_WORK TO BE COMPLETED:_ Can you repeat the material word for word, starting from its first line and running through the line that contains "top-left (211, 94), bottom-right (239, 114)"?

_RECORDS FOR THE EXERCISE:_
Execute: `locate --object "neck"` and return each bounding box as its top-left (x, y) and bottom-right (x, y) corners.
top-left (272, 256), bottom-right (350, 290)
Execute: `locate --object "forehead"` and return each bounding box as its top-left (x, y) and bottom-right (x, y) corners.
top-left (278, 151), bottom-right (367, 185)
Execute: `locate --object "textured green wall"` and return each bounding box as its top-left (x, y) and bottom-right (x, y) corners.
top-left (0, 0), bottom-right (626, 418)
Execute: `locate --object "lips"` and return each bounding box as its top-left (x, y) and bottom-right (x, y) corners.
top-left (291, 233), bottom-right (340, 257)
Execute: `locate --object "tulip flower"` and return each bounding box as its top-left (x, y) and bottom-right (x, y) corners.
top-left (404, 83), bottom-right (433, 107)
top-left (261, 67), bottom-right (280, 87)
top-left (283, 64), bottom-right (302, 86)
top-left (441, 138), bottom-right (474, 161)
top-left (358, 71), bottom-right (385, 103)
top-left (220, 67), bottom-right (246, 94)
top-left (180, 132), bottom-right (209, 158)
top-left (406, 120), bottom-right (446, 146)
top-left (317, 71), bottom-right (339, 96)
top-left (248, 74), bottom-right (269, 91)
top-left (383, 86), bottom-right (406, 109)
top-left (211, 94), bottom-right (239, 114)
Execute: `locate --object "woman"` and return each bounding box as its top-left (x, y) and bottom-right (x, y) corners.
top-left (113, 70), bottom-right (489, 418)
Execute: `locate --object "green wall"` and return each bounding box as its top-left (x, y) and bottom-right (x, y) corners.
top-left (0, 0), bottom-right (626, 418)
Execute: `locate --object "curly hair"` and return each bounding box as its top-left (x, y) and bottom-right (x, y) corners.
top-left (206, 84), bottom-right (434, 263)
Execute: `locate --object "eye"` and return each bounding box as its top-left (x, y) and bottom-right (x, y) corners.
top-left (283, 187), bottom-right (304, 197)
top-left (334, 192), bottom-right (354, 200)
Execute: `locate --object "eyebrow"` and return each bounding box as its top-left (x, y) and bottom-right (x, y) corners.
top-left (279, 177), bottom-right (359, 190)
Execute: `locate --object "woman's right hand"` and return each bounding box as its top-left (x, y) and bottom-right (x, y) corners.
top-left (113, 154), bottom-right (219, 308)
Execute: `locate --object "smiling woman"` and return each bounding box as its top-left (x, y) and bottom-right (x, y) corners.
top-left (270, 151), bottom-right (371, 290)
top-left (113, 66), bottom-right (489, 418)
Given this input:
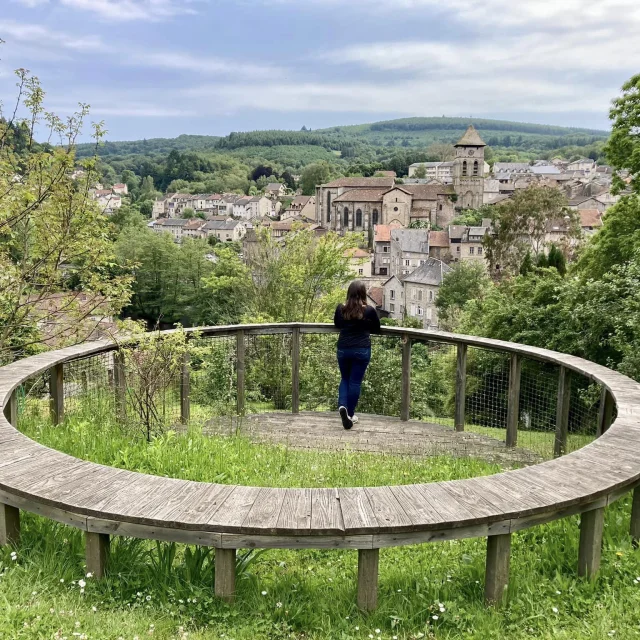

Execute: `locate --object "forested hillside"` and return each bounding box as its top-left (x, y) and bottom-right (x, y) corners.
top-left (84, 117), bottom-right (608, 196)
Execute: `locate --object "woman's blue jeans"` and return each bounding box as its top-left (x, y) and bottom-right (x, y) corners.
top-left (338, 347), bottom-right (371, 416)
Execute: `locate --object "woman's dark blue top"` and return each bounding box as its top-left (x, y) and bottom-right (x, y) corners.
top-left (333, 304), bottom-right (380, 349)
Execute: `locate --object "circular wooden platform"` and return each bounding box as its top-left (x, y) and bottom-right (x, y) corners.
top-left (203, 412), bottom-right (543, 466)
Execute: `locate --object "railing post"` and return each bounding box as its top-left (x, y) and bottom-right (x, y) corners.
top-left (0, 503), bottom-right (20, 546)
top-left (357, 549), bottom-right (380, 611)
top-left (484, 533), bottom-right (511, 606)
top-left (596, 387), bottom-right (613, 438)
top-left (113, 350), bottom-right (127, 422)
top-left (454, 344), bottom-right (467, 431)
top-left (630, 486), bottom-right (640, 548)
top-left (214, 549), bottom-right (236, 603)
top-left (553, 367), bottom-right (571, 458)
top-left (180, 351), bottom-right (191, 424)
top-left (578, 507), bottom-right (604, 580)
top-left (236, 330), bottom-right (245, 415)
top-left (49, 364), bottom-right (64, 425)
top-left (506, 353), bottom-right (522, 447)
top-left (84, 531), bottom-right (110, 580)
top-left (291, 327), bottom-right (300, 413)
top-left (400, 336), bottom-right (411, 422)
top-left (4, 389), bottom-right (18, 428)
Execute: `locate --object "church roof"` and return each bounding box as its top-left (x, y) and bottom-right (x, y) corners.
top-left (455, 124), bottom-right (487, 147)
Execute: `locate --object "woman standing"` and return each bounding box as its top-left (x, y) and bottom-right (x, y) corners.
top-left (333, 280), bottom-right (380, 429)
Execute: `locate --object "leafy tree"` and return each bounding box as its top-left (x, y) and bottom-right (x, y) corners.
top-left (605, 74), bottom-right (640, 193)
top-left (0, 69), bottom-right (131, 362)
top-left (436, 262), bottom-right (492, 328)
top-left (485, 185), bottom-right (581, 272)
top-left (300, 162), bottom-right (336, 196)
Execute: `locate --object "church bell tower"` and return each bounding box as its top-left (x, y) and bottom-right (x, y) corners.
top-left (453, 125), bottom-right (487, 209)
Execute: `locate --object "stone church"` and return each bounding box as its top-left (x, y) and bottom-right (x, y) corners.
top-left (316, 126), bottom-right (486, 235)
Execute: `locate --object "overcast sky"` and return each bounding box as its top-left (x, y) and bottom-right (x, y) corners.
top-left (0, 0), bottom-right (640, 140)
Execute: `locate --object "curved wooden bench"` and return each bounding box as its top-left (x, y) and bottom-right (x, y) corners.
top-left (0, 324), bottom-right (640, 609)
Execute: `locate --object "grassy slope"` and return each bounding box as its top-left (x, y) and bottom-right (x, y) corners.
top-left (0, 408), bottom-right (640, 640)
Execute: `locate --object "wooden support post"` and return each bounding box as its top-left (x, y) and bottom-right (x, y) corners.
top-left (400, 336), bottom-right (411, 422)
top-left (578, 507), bottom-right (604, 580)
top-left (507, 353), bottom-right (522, 447)
top-left (553, 367), bottom-right (571, 458)
top-left (236, 331), bottom-right (245, 416)
top-left (49, 364), bottom-right (64, 425)
top-left (4, 389), bottom-right (18, 427)
top-left (215, 549), bottom-right (236, 602)
top-left (291, 327), bottom-right (300, 413)
top-left (113, 351), bottom-right (127, 422)
top-left (454, 344), bottom-right (467, 431)
top-left (357, 549), bottom-right (380, 611)
top-left (631, 486), bottom-right (640, 547)
top-left (0, 503), bottom-right (20, 546)
top-left (596, 387), bottom-right (613, 438)
top-left (84, 531), bottom-right (111, 580)
top-left (180, 351), bottom-right (191, 424)
top-left (484, 533), bottom-right (511, 606)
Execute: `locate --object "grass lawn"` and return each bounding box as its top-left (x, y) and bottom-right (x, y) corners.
top-left (0, 408), bottom-right (640, 640)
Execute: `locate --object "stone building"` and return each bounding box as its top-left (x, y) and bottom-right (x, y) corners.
top-left (453, 125), bottom-right (487, 209)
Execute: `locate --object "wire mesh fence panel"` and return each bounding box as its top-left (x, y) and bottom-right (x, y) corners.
top-left (358, 335), bottom-right (402, 417)
top-left (245, 333), bottom-right (292, 413)
top-left (63, 353), bottom-right (116, 421)
top-left (566, 373), bottom-right (602, 453)
top-left (465, 347), bottom-right (510, 441)
top-left (300, 333), bottom-right (340, 411)
top-left (518, 359), bottom-right (559, 459)
top-left (189, 336), bottom-right (238, 423)
top-left (410, 341), bottom-right (457, 427)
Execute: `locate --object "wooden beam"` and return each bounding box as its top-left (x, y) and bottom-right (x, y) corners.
top-left (113, 351), bottom-right (127, 422)
top-left (357, 549), bottom-right (380, 611)
top-left (0, 503), bottom-right (20, 546)
top-left (4, 389), bottom-right (18, 428)
top-left (596, 386), bottom-right (613, 438)
top-left (84, 531), bottom-right (111, 580)
top-left (484, 533), bottom-right (511, 606)
top-left (180, 351), bottom-right (191, 424)
top-left (400, 336), bottom-right (411, 422)
top-left (291, 327), bottom-right (300, 413)
top-left (553, 367), bottom-right (571, 458)
top-left (506, 353), bottom-right (522, 447)
top-left (215, 549), bottom-right (236, 603)
top-left (236, 331), bottom-right (245, 416)
top-left (454, 344), bottom-right (467, 431)
top-left (631, 486), bottom-right (640, 547)
top-left (578, 507), bottom-right (604, 580)
top-left (49, 364), bottom-right (64, 425)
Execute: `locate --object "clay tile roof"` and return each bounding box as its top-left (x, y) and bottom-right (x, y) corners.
top-left (578, 209), bottom-right (602, 227)
top-left (369, 287), bottom-right (384, 307)
top-left (456, 124), bottom-right (487, 147)
top-left (429, 231), bottom-right (449, 248)
top-left (323, 178), bottom-right (395, 189)
top-left (375, 224), bottom-right (400, 242)
top-left (333, 188), bottom-right (387, 202)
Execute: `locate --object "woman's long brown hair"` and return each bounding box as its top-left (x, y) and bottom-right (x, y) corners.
top-left (342, 280), bottom-right (367, 320)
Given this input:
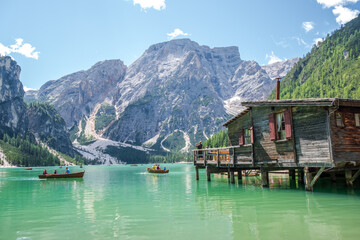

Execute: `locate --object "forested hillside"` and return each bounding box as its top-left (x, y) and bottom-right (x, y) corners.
top-left (203, 130), bottom-right (229, 148)
top-left (270, 16), bottom-right (360, 99)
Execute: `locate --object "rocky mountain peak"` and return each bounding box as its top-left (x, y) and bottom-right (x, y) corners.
top-left (0, 56), bottom-right (24, 102)
top-left (0, 56), bottom-right (27, 135)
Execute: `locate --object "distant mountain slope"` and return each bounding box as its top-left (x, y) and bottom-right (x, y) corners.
top-left (270, 16), bottom-right (360, 99)
top-left (0, 56), bottom-right (75, 166)
top-left (26, 39), bottom-right (296, 152)
top-left (37, 60), bottom-right (126, 127)
top-left (261, 57), bottom-right (300, 80)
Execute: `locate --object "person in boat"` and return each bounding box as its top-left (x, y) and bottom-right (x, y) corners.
top-left (196, 141), bottom-right (202, 158)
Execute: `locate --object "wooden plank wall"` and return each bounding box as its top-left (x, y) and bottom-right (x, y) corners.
top-left (228, 113), bottom-right (251, 146)
top-left (252, 106), bottom-right (295, 163)
top-left (330, 107), bottom-right (360, 163)
top-left (292, 107), bottom-right (332, 164)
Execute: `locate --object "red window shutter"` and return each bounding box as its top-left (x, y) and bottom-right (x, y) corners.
top-left (250, 127), bottom-right (254, 144)
top-left (269, 113), bottom-right (276, 141)
top-left (239, 129), bottom-right (244, 145)
top-left (284, 109), bottom-right (292, 139)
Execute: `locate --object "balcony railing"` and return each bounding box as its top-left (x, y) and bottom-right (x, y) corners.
top-left (193, 146), bottom-right (252, 167)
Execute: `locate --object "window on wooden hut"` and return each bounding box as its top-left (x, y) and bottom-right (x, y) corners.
top-left (244, 129), bottom-right (251, 145)
top-left (335, 112), bottom-right (344, 127)
top-left (276, 112), bottom-right (286, 140)
top-left (355, 113), bottom-right (360, 127)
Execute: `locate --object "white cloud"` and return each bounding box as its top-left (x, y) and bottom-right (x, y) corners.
top-left (23, 86), bottom-right (37, 92)
top-left (293, 37), bottom-right (311, 48)
top-left (167, 28), bottom-right (190, 40)
top-left (302, 22), bottom-right (314, 32)
top-left (133, 0), bottom-right (166, 11)
top-left (314, 38), bottom-right (325, 46)
top-left (316, 0), bottom-right (359, 25)
top-left (0, 38), bottom-right (40, 59)
top-left (316, 0), bottom-right (359, 8)
top-left (332, 6), bottom-right (359, 24)
top-left (265, 51), bottom-right (283, 64)
top-left (0, 43), bottom-right (11, 56)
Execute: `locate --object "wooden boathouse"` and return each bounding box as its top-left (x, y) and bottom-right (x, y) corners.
top-left (194, 98), bottom-right (360, 191)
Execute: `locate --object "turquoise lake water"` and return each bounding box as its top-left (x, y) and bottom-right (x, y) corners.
top-left (0, 164), bottom-right (360, 240)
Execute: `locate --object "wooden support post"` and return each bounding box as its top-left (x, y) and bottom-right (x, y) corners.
top-left (345, 169), bottom-right (353, 187)
top-left (260, 169), bottom-right (269, 187)
top-left (304, 167), bottom-right (313, 191)
top-left (206, 167), bottom-right (211, 182)
top-left (351, 169), bottom-right (360, 183)
top-left (330, 172), bottom-right (336, 182)
top-left (230, 172), bottom-right (235, 184)
top-left (296, 169), bottom-right (304, 184)
top-left (310, 167), bottom-right (325, 187)
top-left (195, 166), bottom-right (199, 180)
top-left (238, 170), bottom-right (242, 180)
top-left (289, 169), bottom-right (296, 180)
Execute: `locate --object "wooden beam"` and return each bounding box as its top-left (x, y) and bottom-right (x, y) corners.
top-left (310, 167), bottom-right (325, 188)
top-left (238, 170), bottom-right (242, 180)
top-left (206, 167), bottom-right (211, 182)
top-left (304, 167), bottom-right (313, 191)
top-left (345, 169), bottom-right (353, 187)
top-left (230, 172), bottom-right (235, 184)
top-left (195, 166), bottom-right (199, 180)
top-left (351, 169), bottom-right (360, 183)
top-left (260, 169), bottom-right (269, 187)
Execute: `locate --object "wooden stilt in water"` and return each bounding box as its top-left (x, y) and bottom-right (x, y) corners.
top-left (230, 172), bottom-right (235, 184)
top-left (304, 167), bottom-right (313, 191)
top-left (260, 169), bottom-right (269, 187)
top-left (298, 169), bottom-right (305, 184)
top-left (238, 171), bottom-right (242, 180)
top-left (345, 169), bottom-right (353, 187)
top-left (206, 167), bottom-right (211, 182)
top-left (330, 172), bottom-right (336, 182)
top-left (289, 169), bottom-right (296, 180)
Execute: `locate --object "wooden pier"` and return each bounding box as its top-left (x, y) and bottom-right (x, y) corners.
top-left (193, 98), bottom-right (360, 191)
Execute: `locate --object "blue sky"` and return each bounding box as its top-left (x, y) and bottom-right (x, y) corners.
top-left (0, 0), bottom-right (360, 89)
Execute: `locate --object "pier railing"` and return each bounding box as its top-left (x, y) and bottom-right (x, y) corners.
top-left (193, 146), bottom-right (253, 167)
top-left (193, 147), bottom-right (235, 167)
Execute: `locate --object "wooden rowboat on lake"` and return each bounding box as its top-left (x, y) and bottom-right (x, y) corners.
top-left (39, 171), bottom-right (85, 179)
top-left (147, 168), bottom-right (169, 173)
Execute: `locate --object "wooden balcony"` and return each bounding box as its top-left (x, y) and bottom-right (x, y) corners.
top-left (193, 146), bottom-right (253, 167)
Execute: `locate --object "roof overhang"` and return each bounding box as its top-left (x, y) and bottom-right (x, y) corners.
top-left (223, 98), bottom-right (360, 127)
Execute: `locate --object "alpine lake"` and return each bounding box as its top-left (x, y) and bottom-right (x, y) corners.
top-left (0, 164), bottom-right (360, 240)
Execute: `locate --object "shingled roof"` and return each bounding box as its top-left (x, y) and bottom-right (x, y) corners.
top-left (223, 98), bottom-right (360, 127)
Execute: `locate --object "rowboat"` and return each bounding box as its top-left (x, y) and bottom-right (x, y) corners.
top-left (39, 171), bottom-right (85, 179)
top-left (147, 168), bottom-right (169, 173)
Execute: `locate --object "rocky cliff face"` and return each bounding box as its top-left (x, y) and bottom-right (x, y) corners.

_RESULT OF THE TASK:_
Execute: `locate --object "neck"` and return each bounding box as its top-left (x, y) and bottom-right (x, y) corners.
top-left (272, 256), bottom-right (350, 290)
Execute: `locate --object "forehead"` and return each bounding box as its top-left (x, y) and bottom-right (x, y) corners.
top-left (278, 151), bottom-right (367, 185)
Execute: `locate --object "textured green wall"` and return each bounding box as its top-left (x, y) and bottom-right (x, y) corners.
top-left (0, 0), bottom-right (626, 418)
Execute: `locate --object "lips"` and return each bounding box as its top-left (x, y) and bottom-right (x, y) corners.
top-left (291, 233), bottom-right (340, 257)
Execute: `locate --object "tulip flower"` and return each bounding box as its top-left (x, y) and bottom-right (x, y) corners.
top-left (404, 83), bottom-right (433, 107)
top-left (261, 67), bottom-right (280, 87)
top-left (283, 64), bottom-right (302, 86)
top-left (441, 138), bottom-right (474, 161)
top-left (358, 71), bottom-right (385, 103)
top-left (220, 67), bottom-right (246, 94)
top-left (180, 132), bottom-right (209, 158)
top-left (406, 120), bottom-right (446, 146)
top-left (317, 71), bottom-right (339, 96)
top-left (248, 74), bottom-right (269, 91)
top-left (383, 86), bottom-right (406, 109)
top-left (211, 94), bottom-right (239, 114)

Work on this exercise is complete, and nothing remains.